## SELECTED PASSAGE
>>>>>

Post by silvia » Wed Nov 23, 2005 1:57 pm

The following is an example of a moment-curvature analysis on a section. It applies a monotonic load. It requires only one external file.
Please modify this script for your needs:
# --------------------------------------------------------------------------------------------------
# ExampleMomCurv.tcl:
# by Silvia Mazzoni, 2005
# Moment-Curvature Analysis of various columns sections
#
#
#
wipe; # clear memory of all past model definitions

# create data directory
set dataDir data/momcurv
file mkdir $dataDir; # create data directory

# ------------------------------------------------------------------------------------------------------------------------------------------------------------- unit definition
# UNITS.tcl -- define system of units used in the tcl script
# OpenSees output will be in the basic units
set in 1.; # define basic units
set sec 1.; # define basic units
set kip 1.; # define basic units
set ft [expr 12.*$in]; # define engineering units
set ksi [expr $kip/pow($in,2)];
set psi [expr $ksi/1000.];
set in2 [expr $in*$in]; # inch^2
set in4 [expr $in*$in*$in*$in]; # inch^4
set PI [expr 2*asin(1.0)]; # define constants
set g [expr 32.2*$ft/pow($sec,2)]; # gravitational acceleration
set Ubig 1.e10; # a really large number
set Usmall [expr 1/$Ubig]; # a really small number
set cm [expr $in/2.54]; # SI centimeter unit
# -------------------------------------------------------------------------------------------------------------------------end of unit definition

set secTag 1; # assign tag to column section

# set up parameters for the model builder
set ndm 2; # 2-D problem
set ndf 3;
model BasicBuilder -ndm $ndm -ndf $ndf

# define element geometry
set Lcol [expr 36*$ft]; # column length
set Weight [expr 1000.*$kip]; # superstructure weight
# calculated parameters
set Pdl $Weight; # nodal dead-load weight

# Reinforced-Concrete MATERIAL Properties
# nominal concrete compressive strength
set fc [expr -5.5*$ksi]; # CONCRETE Compressive Strength, ksi (+Tension, -Compression)

<<<<<

Entries from a pointing dataset:
>>>>>

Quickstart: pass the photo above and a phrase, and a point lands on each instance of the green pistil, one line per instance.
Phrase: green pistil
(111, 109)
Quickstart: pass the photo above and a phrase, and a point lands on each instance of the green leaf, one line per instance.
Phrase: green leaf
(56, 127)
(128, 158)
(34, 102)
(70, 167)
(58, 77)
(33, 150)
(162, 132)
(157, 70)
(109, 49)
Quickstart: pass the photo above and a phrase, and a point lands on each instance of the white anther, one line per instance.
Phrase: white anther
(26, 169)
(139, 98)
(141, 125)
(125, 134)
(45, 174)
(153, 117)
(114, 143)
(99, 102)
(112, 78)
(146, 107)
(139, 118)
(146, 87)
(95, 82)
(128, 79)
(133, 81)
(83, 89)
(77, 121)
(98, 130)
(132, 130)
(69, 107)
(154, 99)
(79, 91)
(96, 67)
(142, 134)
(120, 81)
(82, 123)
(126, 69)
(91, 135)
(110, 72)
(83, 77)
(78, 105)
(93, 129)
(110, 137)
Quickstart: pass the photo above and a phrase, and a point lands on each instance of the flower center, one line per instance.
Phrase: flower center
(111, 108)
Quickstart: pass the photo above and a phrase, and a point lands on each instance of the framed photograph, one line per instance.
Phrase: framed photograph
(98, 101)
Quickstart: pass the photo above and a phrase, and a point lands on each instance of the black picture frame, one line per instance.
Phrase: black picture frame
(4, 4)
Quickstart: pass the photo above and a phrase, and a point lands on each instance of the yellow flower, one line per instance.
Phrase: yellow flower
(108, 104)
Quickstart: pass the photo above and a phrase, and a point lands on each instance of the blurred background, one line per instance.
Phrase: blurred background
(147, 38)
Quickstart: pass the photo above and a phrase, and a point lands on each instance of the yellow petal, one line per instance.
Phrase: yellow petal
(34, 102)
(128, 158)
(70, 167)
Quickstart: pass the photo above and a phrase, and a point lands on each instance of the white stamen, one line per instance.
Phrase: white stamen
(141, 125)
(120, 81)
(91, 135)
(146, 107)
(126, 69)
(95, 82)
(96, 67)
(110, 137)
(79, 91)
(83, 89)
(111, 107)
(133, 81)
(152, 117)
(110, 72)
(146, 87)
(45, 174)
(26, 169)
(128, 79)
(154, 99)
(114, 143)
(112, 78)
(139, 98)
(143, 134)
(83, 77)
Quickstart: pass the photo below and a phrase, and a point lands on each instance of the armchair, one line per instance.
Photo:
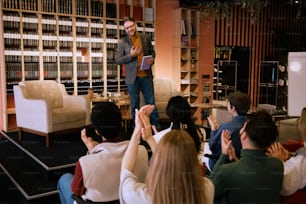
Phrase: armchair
(43, 107)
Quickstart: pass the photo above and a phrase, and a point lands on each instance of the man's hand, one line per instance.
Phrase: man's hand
(277, 150)
(88, 141)
(227, 147)
(135, 51)
(213, 124)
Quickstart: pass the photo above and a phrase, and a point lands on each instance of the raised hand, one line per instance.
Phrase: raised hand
(213, 124)
(88, 141)
(277, 150)
(227, 147)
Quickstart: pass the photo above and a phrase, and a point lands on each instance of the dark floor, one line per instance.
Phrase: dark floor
(11, 195)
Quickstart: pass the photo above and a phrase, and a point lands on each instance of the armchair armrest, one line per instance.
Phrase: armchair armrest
(79, 102)
(32, 113)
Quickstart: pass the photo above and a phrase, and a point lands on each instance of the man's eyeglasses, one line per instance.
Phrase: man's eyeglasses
(128, 27)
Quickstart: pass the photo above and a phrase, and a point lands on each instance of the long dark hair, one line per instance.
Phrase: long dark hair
(180, 114)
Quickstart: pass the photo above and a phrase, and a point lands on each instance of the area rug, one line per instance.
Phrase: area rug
(63, 152)
(33, 168)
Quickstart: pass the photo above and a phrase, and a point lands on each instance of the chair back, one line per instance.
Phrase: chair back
(43, 89)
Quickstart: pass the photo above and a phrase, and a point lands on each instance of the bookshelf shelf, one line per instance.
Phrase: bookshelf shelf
(71, 41)
(187, 60)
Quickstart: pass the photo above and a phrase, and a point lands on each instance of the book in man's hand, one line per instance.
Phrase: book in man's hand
(145, 65)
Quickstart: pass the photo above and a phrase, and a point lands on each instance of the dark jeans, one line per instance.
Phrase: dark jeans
(145, 85)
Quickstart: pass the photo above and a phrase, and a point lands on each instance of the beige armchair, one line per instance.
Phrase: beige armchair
(43, 107)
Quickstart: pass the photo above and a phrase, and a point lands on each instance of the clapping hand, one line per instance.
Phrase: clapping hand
(227, 147)
(88, 141)
(213, 124)
(277, 150)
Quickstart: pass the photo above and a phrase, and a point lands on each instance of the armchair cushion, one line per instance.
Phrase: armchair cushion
(44, 107)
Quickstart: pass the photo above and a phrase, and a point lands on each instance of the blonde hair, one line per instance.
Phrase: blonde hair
(175, 174)
(302, 123)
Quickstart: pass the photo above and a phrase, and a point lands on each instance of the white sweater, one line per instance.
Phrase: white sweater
(101, 170)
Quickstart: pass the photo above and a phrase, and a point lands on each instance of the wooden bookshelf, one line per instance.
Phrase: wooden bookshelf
(71, 41)
(187, 54)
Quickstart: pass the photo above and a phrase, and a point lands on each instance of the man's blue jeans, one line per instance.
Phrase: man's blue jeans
(64, 188)
(145, 85)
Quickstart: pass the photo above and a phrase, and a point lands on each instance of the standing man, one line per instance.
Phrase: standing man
(131, 50)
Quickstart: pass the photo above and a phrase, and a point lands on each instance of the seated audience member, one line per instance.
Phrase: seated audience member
(174, 175)
(97, 174)
(255, 178)
(294, 164)
(180, 116)
(238, 106)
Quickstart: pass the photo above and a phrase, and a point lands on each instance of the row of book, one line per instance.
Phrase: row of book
(65, 6)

<<<<<

## WHAT YOU ARE ASKED TO DO
Output the part of the moment-curvature post starting with "Post by silvia" and going on through "one external file.".

## WRITTEN REPLY
Post by silvia » Wed Nov 23, 2005 1:57 pm

The following is an example of a moment-curvature analysis on a section. It applies a monotonic load. It requires only one external file.